Work task =
In the entries below, find each line bearing the string "waterfall" and copy it.

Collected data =
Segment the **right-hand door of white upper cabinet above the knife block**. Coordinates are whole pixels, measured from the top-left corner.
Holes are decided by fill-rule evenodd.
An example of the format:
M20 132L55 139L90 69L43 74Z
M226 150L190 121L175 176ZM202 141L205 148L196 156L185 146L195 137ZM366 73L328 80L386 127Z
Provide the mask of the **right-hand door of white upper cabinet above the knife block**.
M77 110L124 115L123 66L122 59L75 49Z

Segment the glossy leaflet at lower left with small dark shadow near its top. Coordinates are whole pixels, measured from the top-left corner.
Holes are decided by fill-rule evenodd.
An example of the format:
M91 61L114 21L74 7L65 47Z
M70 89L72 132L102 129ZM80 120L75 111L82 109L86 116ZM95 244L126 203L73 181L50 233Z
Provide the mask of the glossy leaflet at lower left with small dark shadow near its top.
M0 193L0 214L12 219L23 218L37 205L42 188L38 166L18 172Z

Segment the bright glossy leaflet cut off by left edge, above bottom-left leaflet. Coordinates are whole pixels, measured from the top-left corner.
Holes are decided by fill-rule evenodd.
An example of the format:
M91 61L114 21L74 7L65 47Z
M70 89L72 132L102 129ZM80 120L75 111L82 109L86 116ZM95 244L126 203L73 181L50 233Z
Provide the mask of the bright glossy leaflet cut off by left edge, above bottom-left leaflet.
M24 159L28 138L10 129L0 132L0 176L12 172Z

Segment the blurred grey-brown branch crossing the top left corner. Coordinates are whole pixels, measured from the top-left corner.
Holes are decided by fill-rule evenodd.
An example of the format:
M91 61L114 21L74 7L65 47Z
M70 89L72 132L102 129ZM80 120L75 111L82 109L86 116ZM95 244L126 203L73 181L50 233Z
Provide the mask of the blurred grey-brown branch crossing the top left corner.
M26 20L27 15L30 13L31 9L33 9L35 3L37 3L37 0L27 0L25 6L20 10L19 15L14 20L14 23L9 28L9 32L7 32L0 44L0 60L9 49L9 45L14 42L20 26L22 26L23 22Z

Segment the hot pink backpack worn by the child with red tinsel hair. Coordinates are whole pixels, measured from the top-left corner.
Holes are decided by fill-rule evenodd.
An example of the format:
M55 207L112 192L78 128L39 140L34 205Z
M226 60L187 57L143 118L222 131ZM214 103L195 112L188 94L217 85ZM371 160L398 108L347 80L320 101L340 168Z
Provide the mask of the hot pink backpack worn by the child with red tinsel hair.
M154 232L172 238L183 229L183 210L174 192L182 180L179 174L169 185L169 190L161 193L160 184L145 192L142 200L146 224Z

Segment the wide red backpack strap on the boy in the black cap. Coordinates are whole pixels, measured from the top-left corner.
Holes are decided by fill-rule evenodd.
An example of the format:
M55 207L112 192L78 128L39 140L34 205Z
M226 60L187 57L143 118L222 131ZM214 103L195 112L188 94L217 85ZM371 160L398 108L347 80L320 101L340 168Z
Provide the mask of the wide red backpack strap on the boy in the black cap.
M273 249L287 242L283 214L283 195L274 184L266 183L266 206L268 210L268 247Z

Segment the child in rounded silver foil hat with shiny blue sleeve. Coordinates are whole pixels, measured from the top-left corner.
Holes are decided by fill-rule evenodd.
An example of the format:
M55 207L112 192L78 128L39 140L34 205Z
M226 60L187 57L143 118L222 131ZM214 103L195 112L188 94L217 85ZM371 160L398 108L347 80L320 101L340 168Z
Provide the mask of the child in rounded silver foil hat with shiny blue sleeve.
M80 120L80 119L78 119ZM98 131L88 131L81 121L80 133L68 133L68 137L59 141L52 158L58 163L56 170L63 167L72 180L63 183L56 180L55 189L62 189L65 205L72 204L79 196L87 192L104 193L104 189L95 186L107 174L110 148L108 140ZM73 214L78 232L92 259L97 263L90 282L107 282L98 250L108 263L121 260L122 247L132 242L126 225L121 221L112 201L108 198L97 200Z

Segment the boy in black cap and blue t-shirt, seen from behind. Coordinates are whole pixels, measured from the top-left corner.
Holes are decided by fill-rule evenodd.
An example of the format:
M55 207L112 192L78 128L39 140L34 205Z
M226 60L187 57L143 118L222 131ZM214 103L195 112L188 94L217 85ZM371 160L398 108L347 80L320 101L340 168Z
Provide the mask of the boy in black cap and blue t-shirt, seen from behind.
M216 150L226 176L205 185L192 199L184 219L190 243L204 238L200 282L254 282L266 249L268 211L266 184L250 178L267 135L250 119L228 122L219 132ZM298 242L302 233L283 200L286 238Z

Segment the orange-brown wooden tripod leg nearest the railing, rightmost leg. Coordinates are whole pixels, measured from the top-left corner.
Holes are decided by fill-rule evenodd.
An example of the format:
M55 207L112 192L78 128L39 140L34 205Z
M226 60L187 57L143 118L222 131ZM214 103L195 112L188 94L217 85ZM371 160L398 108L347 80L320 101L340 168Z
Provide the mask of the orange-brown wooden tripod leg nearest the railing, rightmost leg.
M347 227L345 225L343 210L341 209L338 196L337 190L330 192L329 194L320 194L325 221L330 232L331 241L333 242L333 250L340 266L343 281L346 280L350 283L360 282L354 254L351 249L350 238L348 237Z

* * *

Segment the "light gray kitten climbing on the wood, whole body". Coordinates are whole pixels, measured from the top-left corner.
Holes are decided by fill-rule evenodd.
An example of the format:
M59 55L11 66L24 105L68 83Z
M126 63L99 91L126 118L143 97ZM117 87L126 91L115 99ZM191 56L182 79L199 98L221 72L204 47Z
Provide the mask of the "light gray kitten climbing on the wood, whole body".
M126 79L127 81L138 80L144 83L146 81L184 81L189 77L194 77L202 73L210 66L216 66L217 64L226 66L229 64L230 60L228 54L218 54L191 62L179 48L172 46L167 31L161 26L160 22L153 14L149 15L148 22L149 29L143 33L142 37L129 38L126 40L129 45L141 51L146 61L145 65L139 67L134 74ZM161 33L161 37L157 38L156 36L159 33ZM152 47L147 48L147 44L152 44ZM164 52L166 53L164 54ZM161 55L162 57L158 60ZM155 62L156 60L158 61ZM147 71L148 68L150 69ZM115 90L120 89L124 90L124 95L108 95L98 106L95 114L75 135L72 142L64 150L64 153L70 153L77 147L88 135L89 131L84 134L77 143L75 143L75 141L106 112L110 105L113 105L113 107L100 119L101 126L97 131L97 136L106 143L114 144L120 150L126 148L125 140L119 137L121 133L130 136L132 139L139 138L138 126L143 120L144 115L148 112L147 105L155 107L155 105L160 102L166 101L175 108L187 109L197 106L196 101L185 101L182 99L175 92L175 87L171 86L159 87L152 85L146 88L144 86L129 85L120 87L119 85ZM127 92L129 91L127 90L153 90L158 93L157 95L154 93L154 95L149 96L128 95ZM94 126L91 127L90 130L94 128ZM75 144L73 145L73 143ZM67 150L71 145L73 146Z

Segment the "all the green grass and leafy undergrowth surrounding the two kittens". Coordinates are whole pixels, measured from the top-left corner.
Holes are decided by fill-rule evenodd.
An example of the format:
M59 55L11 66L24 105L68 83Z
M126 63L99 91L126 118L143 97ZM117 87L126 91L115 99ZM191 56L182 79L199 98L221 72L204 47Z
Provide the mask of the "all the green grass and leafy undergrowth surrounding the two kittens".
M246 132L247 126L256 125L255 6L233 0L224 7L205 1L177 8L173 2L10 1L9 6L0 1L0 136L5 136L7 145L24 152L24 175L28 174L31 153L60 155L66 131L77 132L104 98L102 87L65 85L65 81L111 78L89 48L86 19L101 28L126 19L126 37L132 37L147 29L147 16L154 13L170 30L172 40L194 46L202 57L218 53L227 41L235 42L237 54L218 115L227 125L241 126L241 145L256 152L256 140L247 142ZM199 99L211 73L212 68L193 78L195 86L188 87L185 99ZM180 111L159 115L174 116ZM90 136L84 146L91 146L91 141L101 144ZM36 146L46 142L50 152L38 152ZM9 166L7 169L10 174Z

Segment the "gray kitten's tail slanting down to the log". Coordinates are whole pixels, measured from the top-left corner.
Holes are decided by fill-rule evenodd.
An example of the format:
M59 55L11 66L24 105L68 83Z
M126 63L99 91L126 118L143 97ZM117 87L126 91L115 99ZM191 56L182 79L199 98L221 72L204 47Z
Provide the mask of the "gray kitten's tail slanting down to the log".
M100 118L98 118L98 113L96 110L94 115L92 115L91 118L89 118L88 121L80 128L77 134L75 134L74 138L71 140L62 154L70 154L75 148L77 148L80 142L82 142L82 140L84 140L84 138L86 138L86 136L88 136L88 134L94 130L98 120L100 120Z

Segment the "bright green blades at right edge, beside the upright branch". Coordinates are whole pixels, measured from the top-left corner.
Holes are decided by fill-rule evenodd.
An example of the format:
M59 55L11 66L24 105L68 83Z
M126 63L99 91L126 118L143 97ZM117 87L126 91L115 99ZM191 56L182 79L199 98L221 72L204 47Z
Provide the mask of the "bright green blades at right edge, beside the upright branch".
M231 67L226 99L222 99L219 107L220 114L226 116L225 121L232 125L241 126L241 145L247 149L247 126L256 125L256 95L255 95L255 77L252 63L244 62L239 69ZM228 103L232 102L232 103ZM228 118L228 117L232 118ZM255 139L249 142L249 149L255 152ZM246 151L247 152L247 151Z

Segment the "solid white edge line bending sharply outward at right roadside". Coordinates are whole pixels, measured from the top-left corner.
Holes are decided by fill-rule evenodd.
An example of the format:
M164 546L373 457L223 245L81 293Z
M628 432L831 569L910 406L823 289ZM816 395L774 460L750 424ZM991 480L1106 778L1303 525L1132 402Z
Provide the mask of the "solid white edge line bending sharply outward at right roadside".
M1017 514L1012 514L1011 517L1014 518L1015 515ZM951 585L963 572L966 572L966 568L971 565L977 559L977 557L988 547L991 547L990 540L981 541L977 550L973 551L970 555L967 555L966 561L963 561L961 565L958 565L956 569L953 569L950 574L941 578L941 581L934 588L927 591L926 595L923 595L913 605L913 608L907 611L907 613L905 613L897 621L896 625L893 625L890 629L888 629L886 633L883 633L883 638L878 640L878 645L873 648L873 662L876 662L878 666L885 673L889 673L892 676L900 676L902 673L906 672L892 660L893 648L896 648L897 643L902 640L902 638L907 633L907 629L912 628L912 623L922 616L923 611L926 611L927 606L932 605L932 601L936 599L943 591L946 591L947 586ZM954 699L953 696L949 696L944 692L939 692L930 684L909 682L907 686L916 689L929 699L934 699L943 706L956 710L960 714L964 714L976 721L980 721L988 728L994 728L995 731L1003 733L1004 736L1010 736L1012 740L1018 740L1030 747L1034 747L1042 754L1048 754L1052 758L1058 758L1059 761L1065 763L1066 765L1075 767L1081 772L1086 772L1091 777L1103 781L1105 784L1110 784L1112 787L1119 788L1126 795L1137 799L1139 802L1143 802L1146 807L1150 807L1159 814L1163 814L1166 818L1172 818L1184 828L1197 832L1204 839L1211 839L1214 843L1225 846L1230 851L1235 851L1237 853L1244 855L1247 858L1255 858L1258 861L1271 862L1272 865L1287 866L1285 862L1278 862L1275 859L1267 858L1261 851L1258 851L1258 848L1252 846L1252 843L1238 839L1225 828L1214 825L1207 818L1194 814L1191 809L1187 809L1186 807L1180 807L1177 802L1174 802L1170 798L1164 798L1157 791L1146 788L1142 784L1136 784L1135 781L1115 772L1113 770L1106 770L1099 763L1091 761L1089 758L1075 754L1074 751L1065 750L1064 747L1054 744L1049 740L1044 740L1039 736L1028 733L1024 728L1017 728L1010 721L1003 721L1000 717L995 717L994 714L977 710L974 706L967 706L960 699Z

---

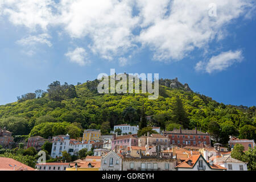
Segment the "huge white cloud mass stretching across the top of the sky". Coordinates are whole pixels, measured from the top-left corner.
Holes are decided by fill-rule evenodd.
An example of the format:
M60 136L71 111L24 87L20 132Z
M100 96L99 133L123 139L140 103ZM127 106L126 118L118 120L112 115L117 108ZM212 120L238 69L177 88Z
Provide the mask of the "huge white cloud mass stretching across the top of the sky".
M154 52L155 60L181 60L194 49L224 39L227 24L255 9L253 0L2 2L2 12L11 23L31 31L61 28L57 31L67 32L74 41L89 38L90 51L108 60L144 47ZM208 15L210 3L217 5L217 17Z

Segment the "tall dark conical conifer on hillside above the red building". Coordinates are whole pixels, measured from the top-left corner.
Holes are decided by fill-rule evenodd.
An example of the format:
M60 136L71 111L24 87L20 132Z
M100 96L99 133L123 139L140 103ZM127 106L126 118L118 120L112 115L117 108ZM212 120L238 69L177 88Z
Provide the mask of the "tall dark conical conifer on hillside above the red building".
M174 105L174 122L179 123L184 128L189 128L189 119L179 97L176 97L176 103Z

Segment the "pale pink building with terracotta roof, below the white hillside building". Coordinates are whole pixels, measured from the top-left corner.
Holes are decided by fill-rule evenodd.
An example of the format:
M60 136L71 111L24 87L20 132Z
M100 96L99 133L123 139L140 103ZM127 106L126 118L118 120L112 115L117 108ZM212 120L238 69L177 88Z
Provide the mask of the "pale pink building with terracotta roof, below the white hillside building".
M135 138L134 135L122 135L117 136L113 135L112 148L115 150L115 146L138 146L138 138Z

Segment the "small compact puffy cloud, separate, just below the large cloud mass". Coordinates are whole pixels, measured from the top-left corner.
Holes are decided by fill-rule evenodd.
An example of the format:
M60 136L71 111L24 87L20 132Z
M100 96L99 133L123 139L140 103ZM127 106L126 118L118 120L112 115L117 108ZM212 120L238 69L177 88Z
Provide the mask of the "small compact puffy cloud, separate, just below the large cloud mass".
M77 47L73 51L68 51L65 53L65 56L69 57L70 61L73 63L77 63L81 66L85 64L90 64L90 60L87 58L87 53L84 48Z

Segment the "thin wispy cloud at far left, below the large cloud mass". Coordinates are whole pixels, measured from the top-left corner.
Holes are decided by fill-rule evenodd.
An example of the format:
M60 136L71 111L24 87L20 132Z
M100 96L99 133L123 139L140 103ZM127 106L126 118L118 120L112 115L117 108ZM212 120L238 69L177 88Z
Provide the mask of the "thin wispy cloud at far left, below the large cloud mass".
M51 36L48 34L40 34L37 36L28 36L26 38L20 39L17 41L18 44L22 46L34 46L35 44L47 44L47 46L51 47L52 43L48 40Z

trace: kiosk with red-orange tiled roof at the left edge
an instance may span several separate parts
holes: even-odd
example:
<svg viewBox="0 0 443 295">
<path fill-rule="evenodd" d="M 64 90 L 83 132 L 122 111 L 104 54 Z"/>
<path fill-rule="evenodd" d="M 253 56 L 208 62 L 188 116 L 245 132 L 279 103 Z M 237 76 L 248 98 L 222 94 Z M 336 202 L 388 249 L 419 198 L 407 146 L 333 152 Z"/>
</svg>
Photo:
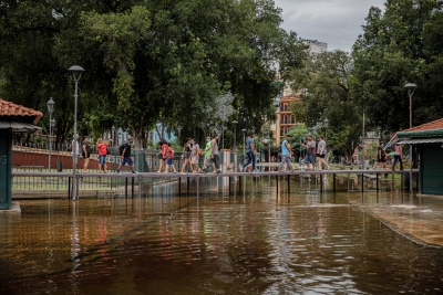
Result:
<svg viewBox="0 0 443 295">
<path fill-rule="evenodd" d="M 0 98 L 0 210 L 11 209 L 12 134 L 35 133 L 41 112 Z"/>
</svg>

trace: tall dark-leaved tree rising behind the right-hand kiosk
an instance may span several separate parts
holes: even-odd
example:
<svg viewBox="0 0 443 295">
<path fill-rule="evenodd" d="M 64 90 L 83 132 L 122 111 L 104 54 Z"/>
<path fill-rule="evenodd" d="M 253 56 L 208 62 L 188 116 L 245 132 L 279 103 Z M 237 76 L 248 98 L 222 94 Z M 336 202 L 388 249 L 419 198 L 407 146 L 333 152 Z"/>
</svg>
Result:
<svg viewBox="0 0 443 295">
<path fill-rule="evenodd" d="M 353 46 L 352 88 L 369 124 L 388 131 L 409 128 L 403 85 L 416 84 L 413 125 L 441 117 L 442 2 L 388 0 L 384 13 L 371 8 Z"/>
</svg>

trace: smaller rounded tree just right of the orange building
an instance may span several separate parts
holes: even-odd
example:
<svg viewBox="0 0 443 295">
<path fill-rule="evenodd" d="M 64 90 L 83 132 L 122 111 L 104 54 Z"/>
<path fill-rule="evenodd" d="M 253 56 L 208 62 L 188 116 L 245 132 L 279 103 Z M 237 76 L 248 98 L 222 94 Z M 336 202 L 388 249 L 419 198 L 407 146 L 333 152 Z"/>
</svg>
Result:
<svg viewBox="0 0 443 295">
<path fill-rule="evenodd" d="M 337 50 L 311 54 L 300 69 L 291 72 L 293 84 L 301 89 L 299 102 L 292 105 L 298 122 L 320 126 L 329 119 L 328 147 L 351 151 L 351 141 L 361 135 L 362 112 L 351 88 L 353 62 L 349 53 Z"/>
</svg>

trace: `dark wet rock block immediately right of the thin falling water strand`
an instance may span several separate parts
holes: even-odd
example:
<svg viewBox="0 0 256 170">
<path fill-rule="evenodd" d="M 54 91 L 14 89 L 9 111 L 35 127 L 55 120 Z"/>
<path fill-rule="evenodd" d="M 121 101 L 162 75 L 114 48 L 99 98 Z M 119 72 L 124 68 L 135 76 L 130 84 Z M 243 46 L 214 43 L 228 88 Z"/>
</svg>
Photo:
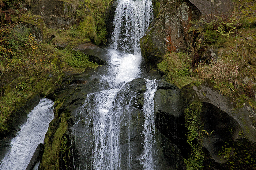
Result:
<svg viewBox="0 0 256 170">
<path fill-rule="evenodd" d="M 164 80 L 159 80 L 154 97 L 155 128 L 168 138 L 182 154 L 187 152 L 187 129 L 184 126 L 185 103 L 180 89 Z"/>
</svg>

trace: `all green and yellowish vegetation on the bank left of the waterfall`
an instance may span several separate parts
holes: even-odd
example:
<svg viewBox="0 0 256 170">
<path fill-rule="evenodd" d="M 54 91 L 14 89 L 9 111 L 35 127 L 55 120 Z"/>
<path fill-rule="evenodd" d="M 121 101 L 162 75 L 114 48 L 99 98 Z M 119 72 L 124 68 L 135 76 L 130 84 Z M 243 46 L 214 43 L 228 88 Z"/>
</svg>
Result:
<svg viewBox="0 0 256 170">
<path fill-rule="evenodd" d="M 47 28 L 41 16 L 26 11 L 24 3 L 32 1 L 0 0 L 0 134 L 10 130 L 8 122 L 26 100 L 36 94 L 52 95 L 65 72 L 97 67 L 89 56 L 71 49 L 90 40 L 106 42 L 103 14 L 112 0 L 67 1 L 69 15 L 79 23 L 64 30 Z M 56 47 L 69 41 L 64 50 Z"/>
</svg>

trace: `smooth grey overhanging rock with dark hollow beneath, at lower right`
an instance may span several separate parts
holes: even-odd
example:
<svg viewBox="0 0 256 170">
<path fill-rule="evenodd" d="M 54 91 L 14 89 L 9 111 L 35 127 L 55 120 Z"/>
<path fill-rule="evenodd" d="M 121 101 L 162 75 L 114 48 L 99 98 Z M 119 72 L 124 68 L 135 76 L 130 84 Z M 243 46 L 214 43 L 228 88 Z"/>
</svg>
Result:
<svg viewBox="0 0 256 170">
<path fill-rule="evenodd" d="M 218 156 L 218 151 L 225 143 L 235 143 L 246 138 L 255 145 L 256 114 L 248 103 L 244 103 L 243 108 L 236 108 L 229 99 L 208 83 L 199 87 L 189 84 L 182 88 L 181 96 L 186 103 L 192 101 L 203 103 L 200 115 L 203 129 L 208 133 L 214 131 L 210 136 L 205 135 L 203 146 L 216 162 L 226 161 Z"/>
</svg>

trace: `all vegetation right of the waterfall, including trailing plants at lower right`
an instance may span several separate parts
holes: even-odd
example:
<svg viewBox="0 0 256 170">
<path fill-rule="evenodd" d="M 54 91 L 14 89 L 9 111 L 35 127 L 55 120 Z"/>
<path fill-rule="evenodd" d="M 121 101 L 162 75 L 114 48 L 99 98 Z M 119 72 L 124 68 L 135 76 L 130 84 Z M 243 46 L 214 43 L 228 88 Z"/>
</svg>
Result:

Answer box =
trace: `all green and yellowish vegetation on the bank left of the waterfall`
trace: `all vegetation right of the waterfall, including trailing plants at lower right`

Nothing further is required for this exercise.